▶ **WHAT YOU HAVE TO DO**: Copy out every line from the one containing "Please segment the white" down to the one containing "[[[23,155],[31,133],[32,128],[0,67],[0,156]]]", including both of those lines.

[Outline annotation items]
----------------

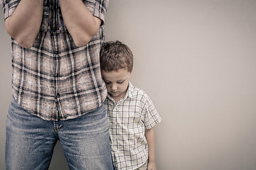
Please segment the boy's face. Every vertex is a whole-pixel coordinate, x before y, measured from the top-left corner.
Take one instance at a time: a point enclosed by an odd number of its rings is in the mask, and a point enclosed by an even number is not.
[[[102,75],[110,96],[116,101],[123,98],[127,91],[132,73],[126,69],[106,72],[102,70]]]

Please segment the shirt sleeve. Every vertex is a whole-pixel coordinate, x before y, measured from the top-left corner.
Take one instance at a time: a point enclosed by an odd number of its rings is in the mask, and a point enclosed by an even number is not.
[[[1,0],[1,5],[4,14],[4,20],[13,14],[20,0]]]
[[[157,123],[159,123],[161,119],[158,112],[156,111],[156,109],[154,107],[151,100],[146,95],[146,101],[144,108],[145,114],[144,116],[144,123],[145,125],[145,128],[150,129]]]
[[[94,16],[102,21],[103,25],[109,0],[84,0],[84,3]]]

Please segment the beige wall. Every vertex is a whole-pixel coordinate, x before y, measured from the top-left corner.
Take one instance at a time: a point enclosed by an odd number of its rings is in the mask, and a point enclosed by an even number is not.
[[[255,0],[110,0],[106,40],[131,47],[132,81],[163,120],[155,128],[158,169],[256,169],[255,9]],[[1,18],[4,169],[11,69]],[[68,169],[58,144],[50,169],[60,167]]]

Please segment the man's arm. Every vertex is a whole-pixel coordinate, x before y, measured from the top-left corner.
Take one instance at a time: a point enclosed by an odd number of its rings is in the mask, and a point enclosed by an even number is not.
[[[22,47],[29,48],[39,32],[43,0],[21,0],[5,21],[6,32]]]
[[[99,30],[101,20],[92,16],[81,0],[60,0],[65,26],[75,44],[88,43]]]
[[[156,170],[156,160],[155,160],[155,142],[154,142],[154,128],[145,130],[145,137],[149,145],[149,162],[148,170]]]

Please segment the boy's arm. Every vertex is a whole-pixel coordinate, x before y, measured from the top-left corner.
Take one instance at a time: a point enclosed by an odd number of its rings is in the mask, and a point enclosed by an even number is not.
[[[21,0],[14,13],[5,21],[6,32],[22,47],[32,46],[39,32],[43,0]]]
[[[60,2],[64,22],[75,45],[85,45],[99,30],[101,20],[93,16],[81,0]]]
[[[149,162],[148,170],[156,170],[155,161],[155,146],[154,128],[145,130],[145,137],[149,145]]]

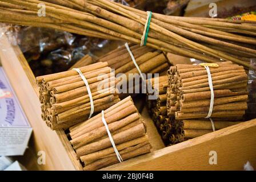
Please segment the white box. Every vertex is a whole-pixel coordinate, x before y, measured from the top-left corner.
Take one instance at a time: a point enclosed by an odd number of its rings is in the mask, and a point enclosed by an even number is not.
[[[23,155],[31,133],[32,128],[0,67],[0,156]]]

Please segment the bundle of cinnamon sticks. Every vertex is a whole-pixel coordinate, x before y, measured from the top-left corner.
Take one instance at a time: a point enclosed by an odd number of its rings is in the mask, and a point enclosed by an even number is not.
[[[102,118],[99,114],[71,127],[70,143],[84,170],[97,170],[119,163]],[[145,125],[128,97],[104,111],[115,145],[123,160],[150,152]]]
[[[218,67],[210,67],[214,93],[211,118],[215,129],[220,129],[242,121],[247,109],[247,76],[243,67],[230,61],[218,63]],[[207,116],[211,92],[206,69],[201,65],[178,64],[167,72],[168,116],[175,119],[174,136],[191,138],[213,131]],[[191,120],[193,119],[193,120]]]
[[[241,121],[214,121],[216,130],[237,125]],[[181,133],[184,138],[193,138],[213,132],[211,121],[208,119],[184,119],[181,122]],[[181,134],[180,134],[181,135]]]
[[[142,73],[159,73],[169,68],[162,51],[134,44],[128,45]],[[107,62],[110,67],[115,69],[115,74],[124,73],[127,78],[129,73],[139,73],[125,46],[100,57],[98,61]]]
[[[97,63],[79,68],[88,82],[94,113],[109,107],[119,99],[115,94],[114,76],[106,63]],[[107,78],[99,80],[98,75]],[[88,119],[90,99],[84,81],[74,70],[36,78],[39,86],[42,118],[53,130],[68,128]]]
[[[155,90],[155,78],[149,79],[147,81],[152,84],[153,90]],[[157,81],[159,82],[158,96],[157,100],[149,99],[149,95],[152,93],[147,93],[147,107],[149,114],[154,121],[158,132],[166,145],[169,145],[169,134],[173,130],[169,118],[167,115],[167,87],[168,85],[168,77],[167,75],[158,78]]]
[[[41,4],[47,10],[43,17],[38,16]],[[0,20],[3,23],[52,28],[138,44],[147,16],[146,12],[107,0],[0,1]],[[249,60],[256,54],[253,23],[153,13],[146,46],[207,63],[219,62],[221,59],[231,61],[249,69]]]

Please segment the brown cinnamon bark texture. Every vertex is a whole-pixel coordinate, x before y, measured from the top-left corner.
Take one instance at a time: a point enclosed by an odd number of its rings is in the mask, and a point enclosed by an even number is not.
[[[94,113],[120,101],[111,86],[115,77],[111,77],[111,68],[107,65],[107,63],[99,62],[79,68],[89,84]],[[109,78],[101,81],[98,77],[101,74]],[[91,104],[87,88],[75,71],[38,77],[37,82],[40,88],[42,118],[52,130],[67,128],[88,119]],[[102,83],[109,87],[99,89]]]
[[[104,111],[104,117],[123,160],[150,152],[145,125],[130,96]],[[70,141],[84,170],[96,170],[119,162],[98,114],[69,129]]]
[[[214,94],[211,118],[215,129],[220,130],[243,121],[247,109],[248,77],[243,67],[230,61],[216,63],[218,67],[209,67]],[[212,123],[206,119],[211,92],[205,68],[178,64],[170,68],[167,77],[169,118],[161,125],[165,131],[163,136],[179,142],[213,132]]]

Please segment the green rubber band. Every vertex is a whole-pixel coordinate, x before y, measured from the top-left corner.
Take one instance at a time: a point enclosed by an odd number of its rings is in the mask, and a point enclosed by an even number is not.
[[[149,36],[149,27],[150,26],[150,22],[151,22],[151,17],[152,17],[152,11],[150,11],[150,13],[149,14],[149,22],[147,22],[147,30],[146,31],[145,38],[144,39],[143,46],[146,46],[147,44],[147,37]]]

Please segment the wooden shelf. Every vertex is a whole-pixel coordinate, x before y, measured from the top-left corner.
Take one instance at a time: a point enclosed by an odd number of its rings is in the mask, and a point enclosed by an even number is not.
[[[19,48],[0,39],[0,59],[33,128],[33,147],[46,154],[43,170],[82,170],[64,131],[53,131],[42,121],[34,76]],[[165,147],[145,110],[142,113],[153,152],[102,170],[241,170],[247,161],[256,166],[256,119]],[[218,164],[209,163],[215,151]]]

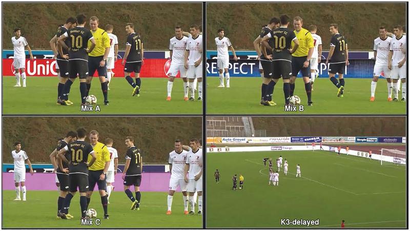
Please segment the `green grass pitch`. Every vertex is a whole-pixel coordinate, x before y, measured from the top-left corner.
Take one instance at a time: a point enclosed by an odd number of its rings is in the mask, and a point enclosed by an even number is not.
[[[281,169],[279,186],[269,186],[262,159],[281,155],[289,164],[288,175]],[[296,178],[298,164],[302,178]],[[281,225],[286,218],[319,219],[320,227],[328,228],[340,227],[342,220],[346,228],[406,227],[404,166],[324,151],[288,151],[210,153],[207,169],[207,227],[306,227]],[[243,189],[232,190],[234,174],[244,177]]]
[[[231,77],[230,87],[218,88],[218,77],[209,77],[207,83],[207,113],[221,114],[404,114],[406,103],[387,102],[386,81],[380,78],[377,83],[374,102],[370,102],[371,79],[345,79],[343,98],[337,96],[337,88],[327,78],[315,81],[312,93],[313,106],[308,106],[304,84],[301,78],[296,80],[294,94],[300,97],[303,111],[285,112],[283,81],[275,86],[272,107],[260,104],[262,80],[259,78]],[[401,97],[401,94],[399,94]]]
[[[168,79],[143,78],[140,97],[132,97],[132,88],[124,78],[113,78],[108,91],[109,106],[104,106],[99,80],[94,78],[90,95],[97,97],[101,111],[81,112],[79,81],[71,86],[70,100],[74,104],[60,106],[57,102],[58,80],[53,77],[28,77],[27,87],[14,87],[13,77],[3,78],[3,114],[200,114],[202,102],[183,100],[181,79],[176,79],[172,99],[167,101]],[[195,95],[197,98],[197,94]]]
[[[57,219],[56,191],[30,191],[27,189],[27,201],[14,201],[15,192],[3,191],[3,228],[202,228],[200,215],[183,214],[182,194],[174,195],[172,215],[167,215],[167,193],[141,192],[140,210],[131,211],[131,201],[123,191],[114,192],[110,197],[108,213],[110,219],[102,219],[104,211],[98,192],[91,197],[89,208],[97,211],[101,224],[84,226],[80,224],[79,195],[76,193],[71,201],[70,220]],[[195,209],[197,211],[197,207]],[[18,218],[18,219],[17,219]]]

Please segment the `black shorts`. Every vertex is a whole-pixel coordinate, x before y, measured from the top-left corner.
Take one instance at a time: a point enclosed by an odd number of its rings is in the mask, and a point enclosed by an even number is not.
[[[107,78],[107,61],[103,66],[99,66],[99,62],[104,57],[104,56],[89,56],[88,76],[93,76],[96,70],[98,72],[98,76],[104,76]]]
[[[125,63],[124,66],[124,72],[131,73],[133,72],[135,73],[139,73],[141,72],[141,66],[142,62],[127,62]]]
[[[70,176],[67,173],[57,173],[57,178],[60,182],[60,191],[67,192],[70,190]]]
[[[141,179],[142,176],[138,175],[137,176],[125,176],[124,178],[124,185],[130,186],[134,185],[134,186],[138,186],[141,184]]]
[[[61,77],[68,78],[70,74],[69,62],[67,59],[57,59],[57,64],[58,64],[60,70],[60,76]]]
[[[87,79],[88,77],[88,62],[82,59],[73,59],[69,61],[70,70],[68,77],[71,78],[77,78],[77,74],[81,79]]]
[[[340,63],[331,63],[329,65],[329,73],[344,74],[344,68],[346,67],[345,62]]]
[[[292,57],[292,74],[293,76],[297,76],[299,72],[302,73],[302,76],[309,77],[311,76],[310,61],[307,67],[303,67],[303,63],[308,56]]]
[[[98,186],[98,190],[107,191],[107,175],[104,176],[104,180],[99,180],[99,176],[102,174],[103,170],[88,170],[88,188],[89,191],[93,191],[95,184]]]
[[[88,176],[86,174],[70,174],[70,192],[77,192],[77,187],[80,193],[86,193],[88,190]]]
[[[272,61],[260,60],[260,64],[263,70],[263,77],[272,78],[273,76],[273,63],[272,63]]]
[[[273,61],[273,78],[290,79],[292,76],[292,62],[286,60]]]

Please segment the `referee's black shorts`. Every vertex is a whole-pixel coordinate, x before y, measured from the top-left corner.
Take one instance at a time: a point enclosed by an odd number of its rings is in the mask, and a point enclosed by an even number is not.
[[[107,191],[107,175],[104,175],[104,179],[100,180],[99,176],[102,174],[104,170],[88,170],[88,188],[89,191],[93,191],[96,183],[98,190]]]
[[[88,76],[93,76],[96,70],[98,72],[98,76],[104,76],[107,78],[107,61],[104,66],[99,66],[99,62],[104,57],[104,55],[88,57]]]
[[[309,77],[311,76],[310,61],[308,67],[303,67],[303,63],[306,61],[308,56],[292,57],[292,73],[293,76],[297,76],[299,72],[302,73],[302,76]]]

----------------

▶ **RIGHT ANSWER**:
Please segment the white box. Every vertex is a whole-pixel coordinate, x before y, measured from the top-left corner.
Take one instance at a time: a point enclosed by an odd number of its rings is in the mask, and a point enclosed by an even number is not.
[[[23,155],[31,133],[32,128],[0,67],[0,156]]]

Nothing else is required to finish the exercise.